Reúna todas as linhas do material que contêm a string "building". A correspondência diferencia maiúsculas de minúsculas.

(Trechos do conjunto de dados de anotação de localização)
┌────────

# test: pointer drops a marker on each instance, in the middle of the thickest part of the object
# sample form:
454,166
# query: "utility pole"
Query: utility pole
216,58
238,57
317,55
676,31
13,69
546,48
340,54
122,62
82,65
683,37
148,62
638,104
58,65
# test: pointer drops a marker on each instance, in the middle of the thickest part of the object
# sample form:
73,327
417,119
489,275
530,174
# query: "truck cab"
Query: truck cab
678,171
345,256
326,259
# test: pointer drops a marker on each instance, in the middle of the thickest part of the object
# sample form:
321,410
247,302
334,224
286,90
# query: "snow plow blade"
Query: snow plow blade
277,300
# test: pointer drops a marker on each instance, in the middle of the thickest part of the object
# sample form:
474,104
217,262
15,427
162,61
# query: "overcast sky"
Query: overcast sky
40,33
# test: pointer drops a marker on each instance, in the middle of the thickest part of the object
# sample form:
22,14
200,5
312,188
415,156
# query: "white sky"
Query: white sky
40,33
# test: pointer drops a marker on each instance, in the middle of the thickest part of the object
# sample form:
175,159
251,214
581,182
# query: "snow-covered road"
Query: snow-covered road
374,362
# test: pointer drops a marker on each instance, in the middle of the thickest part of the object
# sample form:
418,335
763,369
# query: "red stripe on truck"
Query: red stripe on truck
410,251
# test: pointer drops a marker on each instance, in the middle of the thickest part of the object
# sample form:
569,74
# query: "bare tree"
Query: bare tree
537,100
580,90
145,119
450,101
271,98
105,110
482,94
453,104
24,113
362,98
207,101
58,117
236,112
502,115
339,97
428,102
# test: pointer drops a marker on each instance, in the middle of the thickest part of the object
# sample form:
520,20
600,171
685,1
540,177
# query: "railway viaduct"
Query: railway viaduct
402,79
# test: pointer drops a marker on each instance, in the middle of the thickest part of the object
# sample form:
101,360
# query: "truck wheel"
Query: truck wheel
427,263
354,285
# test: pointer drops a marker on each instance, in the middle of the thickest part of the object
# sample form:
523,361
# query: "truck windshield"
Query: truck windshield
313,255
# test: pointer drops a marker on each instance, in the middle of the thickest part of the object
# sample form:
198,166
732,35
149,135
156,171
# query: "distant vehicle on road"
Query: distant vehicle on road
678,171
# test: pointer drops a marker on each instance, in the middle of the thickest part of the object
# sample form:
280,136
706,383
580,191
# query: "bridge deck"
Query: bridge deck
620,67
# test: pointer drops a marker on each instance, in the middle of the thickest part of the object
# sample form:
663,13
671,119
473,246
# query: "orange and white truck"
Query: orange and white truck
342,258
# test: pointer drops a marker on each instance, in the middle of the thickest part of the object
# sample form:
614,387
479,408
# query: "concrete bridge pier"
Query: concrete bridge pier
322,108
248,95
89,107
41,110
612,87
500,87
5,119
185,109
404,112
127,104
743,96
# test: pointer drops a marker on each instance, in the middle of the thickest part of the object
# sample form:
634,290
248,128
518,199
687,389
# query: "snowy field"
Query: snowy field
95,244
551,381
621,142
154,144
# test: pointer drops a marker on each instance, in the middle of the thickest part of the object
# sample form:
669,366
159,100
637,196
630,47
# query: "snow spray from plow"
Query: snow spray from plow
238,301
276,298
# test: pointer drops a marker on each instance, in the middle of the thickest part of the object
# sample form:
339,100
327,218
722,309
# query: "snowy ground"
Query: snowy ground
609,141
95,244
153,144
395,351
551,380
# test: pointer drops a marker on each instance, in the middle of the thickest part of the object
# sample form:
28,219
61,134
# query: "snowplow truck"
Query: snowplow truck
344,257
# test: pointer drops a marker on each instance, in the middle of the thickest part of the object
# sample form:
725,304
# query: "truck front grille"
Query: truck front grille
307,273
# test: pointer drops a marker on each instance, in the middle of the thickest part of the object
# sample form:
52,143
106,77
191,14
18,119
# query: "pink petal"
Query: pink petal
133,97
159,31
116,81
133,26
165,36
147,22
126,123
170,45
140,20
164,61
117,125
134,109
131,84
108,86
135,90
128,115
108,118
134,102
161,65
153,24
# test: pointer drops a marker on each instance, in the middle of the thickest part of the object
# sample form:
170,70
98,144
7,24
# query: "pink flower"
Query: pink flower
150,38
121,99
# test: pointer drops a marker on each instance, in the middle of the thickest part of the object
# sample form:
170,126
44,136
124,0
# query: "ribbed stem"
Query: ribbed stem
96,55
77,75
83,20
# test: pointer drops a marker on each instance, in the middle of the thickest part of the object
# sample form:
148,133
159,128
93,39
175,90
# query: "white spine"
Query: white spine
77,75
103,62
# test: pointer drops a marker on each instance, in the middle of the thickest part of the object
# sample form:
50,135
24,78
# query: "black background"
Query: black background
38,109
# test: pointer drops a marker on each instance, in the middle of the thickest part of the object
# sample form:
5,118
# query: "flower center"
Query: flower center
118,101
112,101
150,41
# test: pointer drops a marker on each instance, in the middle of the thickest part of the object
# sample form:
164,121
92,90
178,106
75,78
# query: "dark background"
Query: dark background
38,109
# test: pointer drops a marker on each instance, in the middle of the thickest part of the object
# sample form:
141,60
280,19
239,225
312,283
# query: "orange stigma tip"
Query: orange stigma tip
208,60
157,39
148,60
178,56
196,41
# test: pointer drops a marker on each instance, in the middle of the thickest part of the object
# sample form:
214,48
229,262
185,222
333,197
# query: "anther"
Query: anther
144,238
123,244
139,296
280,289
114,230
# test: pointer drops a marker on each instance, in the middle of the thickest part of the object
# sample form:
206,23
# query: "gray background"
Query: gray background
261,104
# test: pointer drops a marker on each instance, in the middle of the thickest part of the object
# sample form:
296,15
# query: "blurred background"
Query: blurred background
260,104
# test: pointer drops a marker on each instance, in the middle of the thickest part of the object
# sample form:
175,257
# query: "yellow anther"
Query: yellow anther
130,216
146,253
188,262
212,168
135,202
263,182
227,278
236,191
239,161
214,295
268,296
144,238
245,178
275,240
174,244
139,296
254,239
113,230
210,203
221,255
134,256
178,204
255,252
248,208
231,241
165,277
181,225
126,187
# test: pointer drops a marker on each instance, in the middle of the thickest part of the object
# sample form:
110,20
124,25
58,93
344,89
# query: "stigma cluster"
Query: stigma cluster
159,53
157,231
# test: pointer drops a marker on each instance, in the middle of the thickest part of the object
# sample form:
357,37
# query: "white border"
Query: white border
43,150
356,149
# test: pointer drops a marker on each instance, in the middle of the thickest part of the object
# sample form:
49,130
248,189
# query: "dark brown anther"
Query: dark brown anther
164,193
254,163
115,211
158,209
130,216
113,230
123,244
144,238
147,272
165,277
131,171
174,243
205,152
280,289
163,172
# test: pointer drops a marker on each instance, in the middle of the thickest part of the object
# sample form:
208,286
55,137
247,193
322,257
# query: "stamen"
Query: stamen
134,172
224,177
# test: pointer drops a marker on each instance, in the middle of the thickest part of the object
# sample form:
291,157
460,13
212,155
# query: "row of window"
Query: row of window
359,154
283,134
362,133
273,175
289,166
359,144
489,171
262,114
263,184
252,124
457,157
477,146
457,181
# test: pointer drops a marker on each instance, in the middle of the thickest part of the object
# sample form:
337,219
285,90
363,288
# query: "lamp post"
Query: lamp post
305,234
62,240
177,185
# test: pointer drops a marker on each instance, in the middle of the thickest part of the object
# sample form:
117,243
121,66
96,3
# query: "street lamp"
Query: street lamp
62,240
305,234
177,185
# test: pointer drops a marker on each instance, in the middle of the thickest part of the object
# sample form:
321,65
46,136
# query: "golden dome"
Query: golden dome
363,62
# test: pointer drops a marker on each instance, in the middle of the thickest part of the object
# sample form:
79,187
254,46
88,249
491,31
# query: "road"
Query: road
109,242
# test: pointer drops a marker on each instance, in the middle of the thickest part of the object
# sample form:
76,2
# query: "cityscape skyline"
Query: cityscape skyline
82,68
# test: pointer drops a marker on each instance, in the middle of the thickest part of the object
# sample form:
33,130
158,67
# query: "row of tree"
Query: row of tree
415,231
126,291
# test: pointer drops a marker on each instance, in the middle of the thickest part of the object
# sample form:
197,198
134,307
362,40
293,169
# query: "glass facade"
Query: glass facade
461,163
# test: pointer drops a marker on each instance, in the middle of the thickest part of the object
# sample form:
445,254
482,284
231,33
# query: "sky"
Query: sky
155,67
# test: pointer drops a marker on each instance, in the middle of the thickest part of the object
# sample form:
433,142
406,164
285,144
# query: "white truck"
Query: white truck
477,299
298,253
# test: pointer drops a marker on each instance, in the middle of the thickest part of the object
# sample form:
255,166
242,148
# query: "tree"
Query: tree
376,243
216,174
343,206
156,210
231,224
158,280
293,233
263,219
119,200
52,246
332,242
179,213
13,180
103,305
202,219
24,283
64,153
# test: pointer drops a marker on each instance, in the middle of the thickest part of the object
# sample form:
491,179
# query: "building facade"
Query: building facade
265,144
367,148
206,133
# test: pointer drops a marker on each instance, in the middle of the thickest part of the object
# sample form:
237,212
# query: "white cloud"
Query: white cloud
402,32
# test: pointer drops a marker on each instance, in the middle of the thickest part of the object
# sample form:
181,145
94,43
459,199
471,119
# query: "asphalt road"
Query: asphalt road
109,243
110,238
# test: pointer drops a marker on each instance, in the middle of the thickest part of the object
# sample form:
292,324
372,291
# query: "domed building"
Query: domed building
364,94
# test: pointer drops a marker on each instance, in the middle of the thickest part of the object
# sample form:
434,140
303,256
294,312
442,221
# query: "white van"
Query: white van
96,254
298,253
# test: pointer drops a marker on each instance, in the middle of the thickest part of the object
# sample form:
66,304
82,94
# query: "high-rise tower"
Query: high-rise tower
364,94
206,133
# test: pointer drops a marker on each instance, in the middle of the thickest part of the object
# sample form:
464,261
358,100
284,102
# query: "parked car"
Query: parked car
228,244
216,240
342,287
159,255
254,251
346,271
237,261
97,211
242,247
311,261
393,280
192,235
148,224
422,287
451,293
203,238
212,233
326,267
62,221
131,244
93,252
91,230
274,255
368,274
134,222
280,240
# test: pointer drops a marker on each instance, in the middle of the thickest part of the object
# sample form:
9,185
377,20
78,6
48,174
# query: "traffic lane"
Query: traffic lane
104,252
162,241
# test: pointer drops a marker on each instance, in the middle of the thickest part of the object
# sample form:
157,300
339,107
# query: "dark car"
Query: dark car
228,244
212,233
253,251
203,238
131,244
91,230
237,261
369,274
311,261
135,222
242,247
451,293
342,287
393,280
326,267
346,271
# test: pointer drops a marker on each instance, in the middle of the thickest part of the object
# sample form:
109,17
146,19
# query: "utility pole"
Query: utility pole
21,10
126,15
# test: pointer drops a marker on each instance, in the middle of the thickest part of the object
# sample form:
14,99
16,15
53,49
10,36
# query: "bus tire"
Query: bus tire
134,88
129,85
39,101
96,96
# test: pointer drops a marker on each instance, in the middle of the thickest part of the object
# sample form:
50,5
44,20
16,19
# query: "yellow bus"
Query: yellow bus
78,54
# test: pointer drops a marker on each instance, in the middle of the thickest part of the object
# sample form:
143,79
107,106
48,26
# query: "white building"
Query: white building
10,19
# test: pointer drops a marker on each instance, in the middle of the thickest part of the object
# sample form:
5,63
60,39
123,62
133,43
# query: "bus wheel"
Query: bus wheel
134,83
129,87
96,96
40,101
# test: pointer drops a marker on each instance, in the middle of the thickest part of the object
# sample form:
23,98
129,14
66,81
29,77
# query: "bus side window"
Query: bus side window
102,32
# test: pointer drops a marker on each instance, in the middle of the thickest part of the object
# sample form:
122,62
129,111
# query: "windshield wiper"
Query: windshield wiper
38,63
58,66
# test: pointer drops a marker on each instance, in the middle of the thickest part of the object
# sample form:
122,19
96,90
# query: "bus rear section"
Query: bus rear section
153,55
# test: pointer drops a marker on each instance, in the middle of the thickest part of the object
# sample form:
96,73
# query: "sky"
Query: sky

└────────

:: Resposta ::
# query: "building facade"
Query: building facade
# query: "domed building"
Query: domed building
# query: "white building"
Query: white building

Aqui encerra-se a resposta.